◆ **What is being asked**:
Please repeat the entries below word for word, leaving the pictures out of your answer.
-- Provided data start --
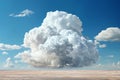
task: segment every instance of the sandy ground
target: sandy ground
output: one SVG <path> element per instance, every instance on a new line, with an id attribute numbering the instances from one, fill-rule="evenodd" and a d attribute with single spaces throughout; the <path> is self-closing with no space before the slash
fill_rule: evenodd
<path id="1" fill-rule="evenodd" d="M 0 71 L 0 80 L 120 80 L 120 71 Z"/>

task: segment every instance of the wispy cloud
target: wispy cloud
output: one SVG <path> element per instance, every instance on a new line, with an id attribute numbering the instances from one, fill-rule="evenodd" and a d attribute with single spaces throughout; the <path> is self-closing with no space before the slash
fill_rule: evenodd
<path id="1" fill-rule="evenodd" d="M 29 15 L 32 15 L 34 12 L 32 10 L 29 10 L 29 9 L 25 9 L 23 10 L 22 12 L 18 13 L 18 14 L 10 14 L 9 16 L 12 16 L 12 17 L 25 17 L 25 16 L 29 16 Z"/>
<path id="2" fill-rule="evenodd" d="M 99 48 L 105 48 L 105 47 L 106 47 L 106 44 L 99 45 Z"/>
<path id="3" fill-rule="evenodd" d="M 21 46 L 0 43 L 0 50 L 17 50 L 17 49 L 21 49 Z"/>

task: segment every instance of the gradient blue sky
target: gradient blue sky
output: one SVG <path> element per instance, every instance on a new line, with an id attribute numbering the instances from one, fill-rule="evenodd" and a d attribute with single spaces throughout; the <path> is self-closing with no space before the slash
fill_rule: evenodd
<path id="1" fill-rule="evenodd" d="M 34 13 L 24 17 L 12 17 L 29 9 Z M 0 0 L 0 43 L 23 44 L 24 34 L 41 25 L 49 11 L 66 11 L 77 15 L 83 22 L 83 35 L 94 40 L 94 37 L 108 27 L 120 28 L 120 0 Z M 113 64 L 120 61 L 120 41 L 101 42 L 105 48 L 98 48 L 100 60 L 97 64 Z M 0 50 L 0 69 L 4 68 L 5 60 L 20 50 Z M 3 55 L 2 52 L 8 52 Z M 112 57 L 110 57 L 112 56 Z M 17 66 L 26 64 L 18 64 Z M 3 66 L 3 67 L 2 67 Z"/>

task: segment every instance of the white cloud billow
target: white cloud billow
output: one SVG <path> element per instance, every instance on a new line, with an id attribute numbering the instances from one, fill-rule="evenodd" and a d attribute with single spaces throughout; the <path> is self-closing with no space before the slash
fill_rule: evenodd
<path id="1" fill-rule="evenodd" d="M 21 49 L 21 46 L 0 43 L 0 50 L 17 50 L 17 49 Z"/>
<path id="2" fill-rule="evenodd" d="M 3 55 L 8 55 L 8 52 L 3 51 L 2 54 L 3 54 Z"/>
<path id="3" fill-rule="evenodd" d="M 9 16 L 12 16 L 12 17 L 25 17 L 25 16 L 29 16 L 29 15 L 32 15 L 34 12 L 32 10 L 29 10 L 29 9 L 25 9 L 23 10 L 22 12 L 20 12 L 19 14 L 10 14 Z"/>
<path id="4" fill-rule="evenodd" d="M 102 30 L 95 39 L 98 41 L 120 41 L 120 28 L 110 27 Z"/>
<path id="5" fill-rule="evenodd" d="M 15 56 L 36 67 L 82 67 L 95 63 L 98 51 L 82 35 L 82 22 L 64 11 L 48 12 L 40 27 L 25 33 L 24 46 Z"/>

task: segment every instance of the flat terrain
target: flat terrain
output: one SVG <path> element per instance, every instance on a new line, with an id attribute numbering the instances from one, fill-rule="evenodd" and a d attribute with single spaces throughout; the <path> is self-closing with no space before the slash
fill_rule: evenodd
<path id="1" fill-rule="evenodd" d="M 0 80 L 120 80 L 120 71 L 0 71 Z"/>

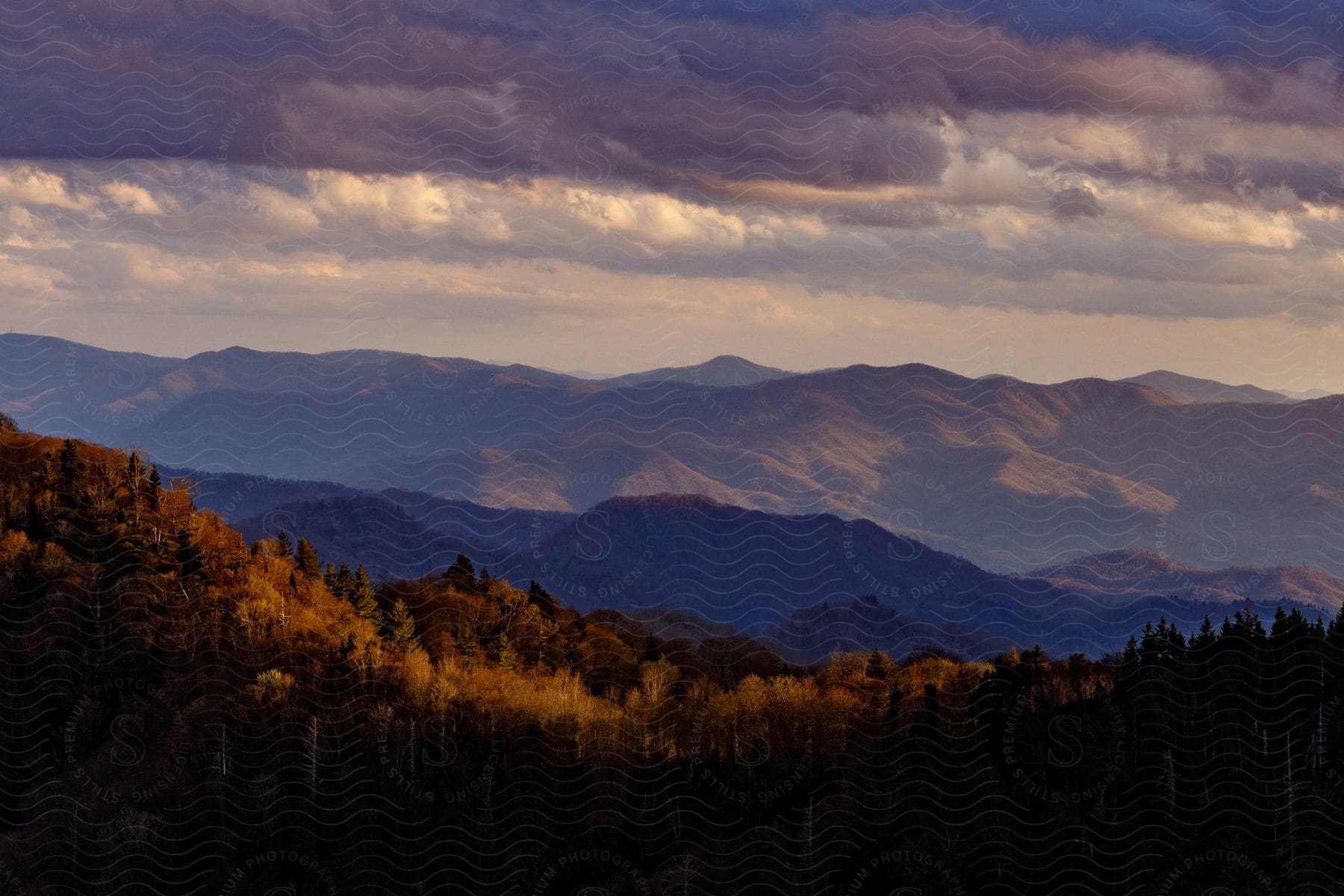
-- Provided data end --
◆ **Result of this task**:
task: segment every instance of the sandy ground
target: sandy ground
output: one SVG <path> element per instance, every instance on a new line, with an id attribute numbering the instances from one, fill-rule="evenodd" and a d attribute with single spaces throughout; the <path> is self-closing with no space before the slash
fill_rule: evenodd
<path id="1" fill-rule="evenodd" d="M 0 71 L 0 80 L 120 80 L 120 71 Z"/>

task: segment every instance of the wispy cloud
target: wispy cloud
output: one SVG <path> element per instance, every instance on a new line, with an id attribute numbering the instances from one, fill-rule="evenodd" and a d attribute with single spaces throughout; the <path> is self-closing with no space before the slash
fill_rule: evenodd
<path id="1" fill-rule="evenodd" d="M 29 15 L 32 15 L 34 12 L 32 10 L 29 10 L 29 9 L 25 9 L 23 10 L 22 12 L 18 13 L 18 14 L 10 14 L 9 16 L 12 16 L 12 17 L 25 17 L 25 16 L 29 16 Z"/>
<path id="2" fill-rule="evenodd" d="M 99 48 L 105 48 L 105 47 L 106 47 L 106 44 L 99 45 Z"/>
<path id="3" fill-rule="evenodd" d="M 21 46 L 0 43 L 0 50 L 17 50 L 17 49 L 21 49 Z"/>

task: segment every instance of the gradient blue sky
target: gradient blue sky
output: one SVG <path> element per instance, every instance on a new line, with an id attribute numbering the instances from one, fill-rule="evenodd" and a d attribute with single spaces throughout; the <path> is self-closing with no space before the slash
fill_rule: evenodd
<path id="1" fill-rule="evenodd" d="M 34 13 L 24 17 L 12 17 L 29 9 Z M 0 0 L 0 43 L 23 44 L 24 34 L 41 25 L 49 11 L 66 11 L 77 15 L 83 22 L 83 35 L 94 40 L 94 37 L 108 27 L 120 28 L 120 0 Z M 113 64 L 120 61 L 120 41 L 101 42 L 105 48 L 98 48 L 100 60 L 97 64 Z M 0 50 L 0 69 L 4 68 L 5 60 L 20 50 Z M 3 55 L 2 52 L 8 52 Z M 112 57 L 110 57 L 112 56 Z M 17 66 L 26 64 L 18 64 Z M 3 66 L 3 67 L 2 67 Z"/>

task: segment every instance of the white cloud billow
target: white cloud billow
output: one SVG <path> element per instance, every instance on a new line, with an id attribute numbering the instances from one, fill-rule="evenodd" and a d attribute with single spaces throughout; the <path> is self-closing with no space before the slash
fill_rule: evenodd
<path id="1" fill-rule="evenodd" d="M 21 49 L 21 46 L 0 43 L 0 50 L 17 50 L 17 49 Z"/>
<path id="2" fill-rule="evenodd" d="M 3 55 L 8 55 L 8 52 L 3 51 L 2 54 L 3 54 Z"/>
<path id="3" fill-rule="evenodd" d="M 9 16 L 12 16 L 12 17 L 25 17 L 25 16 L 29 16 L 29 15 L 32 15 L 34 12 L 32 10 L 29 10 L 29 9 L 25 9 L 23 10 L 22 12 L 20 12 L 19 14 L 10 14 Z"/>
<path id="4" fill-rule="evenodd" d="M 102 30 L 95 39 L 98 41 L 120 41 L 120 28 L 110 27 Z"/>
<path id="5" fill-rule="evenodd" d="M 15 56 L 36 67 L 82 67 L 95 63 L 98 51 L 82 35 L 82 22 L 64 11 L 48 12 L 40 27 L 25 33 L 24 46 Z"/>

task: segment every instance of the flat terrain
target: flat terrain
output: one SVG <path> element per instance, every instance on a new line, with an id attribute numbering the instances from one, fill-rule="evenodd" and a d attribute with single spaces throughout; the <path> is self-closing with no space before the slash
fill_rule: evenodd
<path id="1" fill-rule="evenodd" d="M 0 80 L 120 80 L 120 71 L 0 71 Z"/>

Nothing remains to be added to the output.